Quoted passage:
First, get rid of the toughs

 

Regional/ Kansas City:

 

By Jack Cashill

Ingramsonline.com
June 2006

“The most powerful people in education today,” Martha Jackson wrote me, “are the least co-operative students.”

That one sentence convinced me that Ms. Jackson—name changed to protect her from reprisal—was insightful enough to merit at least a phone call. Her ensuing observations, humbly offered, are wise enough to deserve an article.

If Kansas City’s new super, Anthony Amato, wants a heads up on what’s wrong with the district schools, I’ll be happy to pass along Ms. Jackson’s actual bona fides.

As I learned, Jackson had just completed her seventeenth and final year as an employee of the Kansas City, Missouri school district. She had been a parent and volunteer before that and a paraprofessional before becoming a teacher. Her departure was only semi-voluntary and less than fully pleasant. It seems that Jackson fell short in the district’s one essential survival skill—“classroom management.”

Although Jackson does not disagree with the assessment, she regrets that such skills have become so critical. In college, she had learned to treat students with respect and kindness, an educational philosophy that suited her personality. That philosophy was tested and found wanting the very first day she set foot in Kansas City’s ironically troubled public schools. “I could not believe my eyes,” she remembers, “when I saw how raw power on the part of students was permitted to run rampant.”

Required tasks:
1. According to the column about Kansas City schools, who is the district's new superintendent?
2. Transcribe the column about Kansas City schools, everything from "By Jack Cashill" down to "actual bona fides.".
3. Write the next part of the column about Kansas City schools, picking up after its final sentence.
The rows are separate material, distinct from the column about Kansas City schools.

Data excerpts:
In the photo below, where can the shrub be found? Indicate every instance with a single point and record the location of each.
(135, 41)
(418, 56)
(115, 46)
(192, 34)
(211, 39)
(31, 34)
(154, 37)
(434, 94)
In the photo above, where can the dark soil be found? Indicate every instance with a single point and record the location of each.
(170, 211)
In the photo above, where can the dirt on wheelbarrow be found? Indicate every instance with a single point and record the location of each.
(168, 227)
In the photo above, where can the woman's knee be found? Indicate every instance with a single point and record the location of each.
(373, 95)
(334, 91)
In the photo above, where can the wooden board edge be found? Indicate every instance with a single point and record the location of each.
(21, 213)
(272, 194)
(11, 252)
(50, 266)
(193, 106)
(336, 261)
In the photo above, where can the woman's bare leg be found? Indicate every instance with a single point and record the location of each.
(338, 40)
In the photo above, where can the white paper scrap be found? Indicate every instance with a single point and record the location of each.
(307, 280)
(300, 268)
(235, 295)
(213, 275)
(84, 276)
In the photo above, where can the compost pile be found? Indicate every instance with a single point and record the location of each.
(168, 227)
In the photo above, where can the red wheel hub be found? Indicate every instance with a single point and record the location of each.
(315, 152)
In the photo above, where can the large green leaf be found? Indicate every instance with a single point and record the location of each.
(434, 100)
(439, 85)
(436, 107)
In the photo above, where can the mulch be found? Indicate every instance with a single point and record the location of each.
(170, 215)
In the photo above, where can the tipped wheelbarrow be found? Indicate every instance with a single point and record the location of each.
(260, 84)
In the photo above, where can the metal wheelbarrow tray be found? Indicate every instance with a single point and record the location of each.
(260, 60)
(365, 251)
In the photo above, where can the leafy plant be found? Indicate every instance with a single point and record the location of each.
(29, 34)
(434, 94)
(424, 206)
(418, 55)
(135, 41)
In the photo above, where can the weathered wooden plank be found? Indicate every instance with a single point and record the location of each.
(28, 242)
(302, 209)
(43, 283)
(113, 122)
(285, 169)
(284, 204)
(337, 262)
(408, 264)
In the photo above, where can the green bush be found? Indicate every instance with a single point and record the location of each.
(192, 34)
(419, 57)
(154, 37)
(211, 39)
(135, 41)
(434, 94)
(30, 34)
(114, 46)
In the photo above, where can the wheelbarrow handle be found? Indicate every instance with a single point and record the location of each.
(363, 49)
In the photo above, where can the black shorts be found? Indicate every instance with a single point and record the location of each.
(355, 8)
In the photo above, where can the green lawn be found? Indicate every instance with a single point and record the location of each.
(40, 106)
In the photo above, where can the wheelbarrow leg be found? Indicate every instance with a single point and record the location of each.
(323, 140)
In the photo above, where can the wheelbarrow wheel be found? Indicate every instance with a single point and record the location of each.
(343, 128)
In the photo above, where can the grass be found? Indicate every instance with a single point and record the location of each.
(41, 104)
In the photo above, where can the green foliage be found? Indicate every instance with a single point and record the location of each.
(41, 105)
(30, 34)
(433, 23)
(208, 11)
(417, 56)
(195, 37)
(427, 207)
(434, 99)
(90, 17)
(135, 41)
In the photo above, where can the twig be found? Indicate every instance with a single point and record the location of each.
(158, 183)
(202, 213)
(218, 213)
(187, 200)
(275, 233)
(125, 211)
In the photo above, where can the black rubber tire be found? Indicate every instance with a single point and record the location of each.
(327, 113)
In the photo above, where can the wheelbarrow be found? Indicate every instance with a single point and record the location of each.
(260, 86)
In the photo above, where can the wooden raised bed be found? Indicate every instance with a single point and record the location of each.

Answers by task:
1. Anthony Amato

2.
By Jack Cashill

Ingramsonline.com
June 2006

“The most powerful people in education today,” Martha Jackson wrote me, “are the least co-operative students.”

That one sentence convinced me that Ms. Jackson—name changed to protect her from reprisal—was insightful enough to merit at least a phone call. Her ensuing observations, humbly offered, are wise enough to deserve an article.

If Kansas City’s new super, Anthony Amato, wants a heads up on what’s wrong with the district schools, I’ll be happy to pass along Ms. Jackson’s actual bona fides.

3.
In the classroom, she learned that to treat students kindly was to be “perceived as ‘weak’ and an ‘easy mark,’ therefore not worthy of respect.” The kids disrespecting Martha, by the way, ranged in age from only 10 to 12.

As Jackson tells it, the kids start kindergarten “as sweet as they can be.” By second semester, the latent bad apples have begun to turn “rotten.” This unhappy putrefaction Jackson traces to a fearful indulgence that “permeates the atmosphere.”

To help the teachers manage these wayward youths, the District offers something called a Behavior Intervention Support Team (BIST), the workings of which only bewildered Jackson at the time she most needed help.

“When a student calls another student a c—k s—r; starts to call the teacher that, then the next day spits on another student after having repeated his favorite word again,” she once wrote to her principal, “I’m at a loss as to what to do when I only get myself into ‘hot water’ by reporting such conduct to administration.”

It is future felons like this one, Jackson believes, who effectively run the school district. Teachers and administrators seem all but paralyzed in their presence. One day, for instance, she encountered in the lunchroom a high functioning autistic student, a fifth grader, walking step for step behind the principal. His teacher had booted him out of class, and with nowhere else to go, he had to follow the principal around for the day. This alone might seem strange, but what made the image memorable for Jackson was that the kid was maniacally repeating the word “bitch” as he walked.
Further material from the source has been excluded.